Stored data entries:
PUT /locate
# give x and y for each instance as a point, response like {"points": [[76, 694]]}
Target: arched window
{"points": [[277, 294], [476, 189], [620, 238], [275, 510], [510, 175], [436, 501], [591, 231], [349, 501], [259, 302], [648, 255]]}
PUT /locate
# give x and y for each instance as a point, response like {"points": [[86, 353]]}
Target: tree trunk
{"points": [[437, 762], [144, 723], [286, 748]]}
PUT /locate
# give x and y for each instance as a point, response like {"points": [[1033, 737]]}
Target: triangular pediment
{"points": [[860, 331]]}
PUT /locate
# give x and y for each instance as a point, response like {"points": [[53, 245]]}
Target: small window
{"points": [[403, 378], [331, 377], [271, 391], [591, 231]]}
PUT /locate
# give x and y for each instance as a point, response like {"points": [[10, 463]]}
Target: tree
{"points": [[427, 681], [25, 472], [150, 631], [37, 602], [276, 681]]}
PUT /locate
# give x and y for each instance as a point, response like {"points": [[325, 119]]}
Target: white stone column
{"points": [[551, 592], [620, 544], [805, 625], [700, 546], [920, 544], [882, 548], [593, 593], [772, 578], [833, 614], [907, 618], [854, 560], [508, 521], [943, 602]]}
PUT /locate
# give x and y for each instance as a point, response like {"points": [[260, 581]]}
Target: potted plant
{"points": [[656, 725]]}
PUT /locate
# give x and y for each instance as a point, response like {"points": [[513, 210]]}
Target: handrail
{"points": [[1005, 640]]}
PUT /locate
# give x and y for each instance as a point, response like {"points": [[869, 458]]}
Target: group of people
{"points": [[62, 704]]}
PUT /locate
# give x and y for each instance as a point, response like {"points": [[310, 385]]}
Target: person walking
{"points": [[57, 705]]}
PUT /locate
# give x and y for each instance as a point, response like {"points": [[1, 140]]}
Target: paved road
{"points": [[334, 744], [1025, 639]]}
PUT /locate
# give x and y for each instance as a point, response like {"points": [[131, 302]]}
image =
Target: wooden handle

TASK => Return the data exactly, every line included.

RESPONSE BELOW =>
PUT /locate
# give x and y for each instance as a point, response like {"points": [[76, 694]]}
Target: arched window
{"points": [[277, 294], [476, 189], [620, 238], [275, 510], [510, 175], [436, 501], [591, 231], [349, 501], [259, 302], [648, 255]]}
PUT /locate
# give x and y for each instance as a point, response like {"points": [[86, 353]]}
Target: tree trunk
{"points": [[437, 762], [144, 723], [286, 748]]}
PUT /locate
# give x and y for each instance as a point, response like {"points": [[1033, 737]]}
Target: triangular pediment
{"points": [[860, 331]]}
PUT /locate
# give x and y for each instance as a point, response like {"points": [[53, 245]]}
Target: small window
{"points": [[403, 378], [331, 377], [271, 391], [591, 231]]}
PUT /locate
# give x and y for each instance as a point, response like {"points": [[10, 463]]}
Target: tree
{"points": [[427, 681], [25, 472], [150, 631], [37, 602], [276, 681]]}
PUT /locate
# give x and y for each instance as a point, response like {"points": [[325, 119]]}
Target: white stone column
{"points": [[551, 592], [620, 544], [805, 625], [700, 546], [920, 544], [882, 548], [593, 593], [772, 578], [833, 614], [907, 618], [854, 560], [508, 521], [943, 602]]}
PUT /locate
# give x and y for each instance as a point, response like {"points": [[260, 581]]}
Target: potted plant
{"points": [[656, 725]]}
PUT /locate
# give x and y for each instance as a point, response like {"points": [[513, 210]]}
Target: handrail
{"points": [[1005, 640]]}
PUT /locate
# give x and y for each instance as a point, response like {"points": [[869, 458]]}
Target: group of people
{"points": [[62, 704]]}
PUT /locate
# give x and y for each instance as a point, response like {"points": [[310, 385]]}
Target: person walking
{"points": [[57, 705]]}
PUT /locate
# give x and y for each instance as a point, response like {"points": [[1, 140]]}
Target: paved road
{"points": [[334, 744], [1025, 639]]}
PUT /locate
# give x and y for each instance as a point, response like {"points": [[131, 302]]}
image =
Target: wooden handle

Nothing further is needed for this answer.